_YOUR ASSIGNMENT_
Pick out each line in the data below that contains the string "positive". Case counts.

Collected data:
::::::::

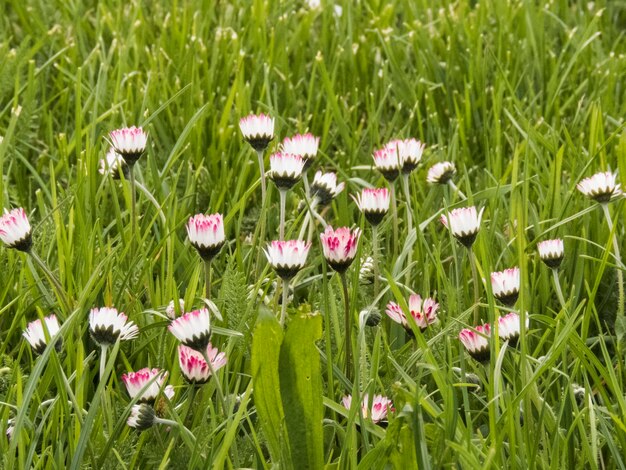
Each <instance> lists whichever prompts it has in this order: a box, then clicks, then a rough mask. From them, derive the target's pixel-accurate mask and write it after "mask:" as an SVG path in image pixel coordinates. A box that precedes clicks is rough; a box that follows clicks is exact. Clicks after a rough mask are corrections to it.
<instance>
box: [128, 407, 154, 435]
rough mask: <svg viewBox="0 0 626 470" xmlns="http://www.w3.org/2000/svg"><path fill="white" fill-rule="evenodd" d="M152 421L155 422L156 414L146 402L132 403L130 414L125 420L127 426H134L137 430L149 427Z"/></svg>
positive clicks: (150, 426) (151, 424) (143, 429)
mask: <svg viewBox="0 0 626 470" xmlns="http://www.w3.org/2000/svg"><path fill="white" fill-rule="evenodd" d="M154 423H156V414H155V412H154V409H153V408H152V407H151V406H150V405H148V404H146V403H139V404H138V405H133V407H132V408H131V409H130V416H129V417H128V420H127V421H126V424H128V426H130V427H131V428H135V429H137V430H138V431H145V430H146V429H149V428H151V427H152V426H153V425H154Z"/></svg>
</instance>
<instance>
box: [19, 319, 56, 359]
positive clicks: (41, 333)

::::::::

_SOLUTION FOR THIS EXERCISE_
positive clicks: (150, 426) (151, 424) (143, 429)
positive clicks: (41, 333)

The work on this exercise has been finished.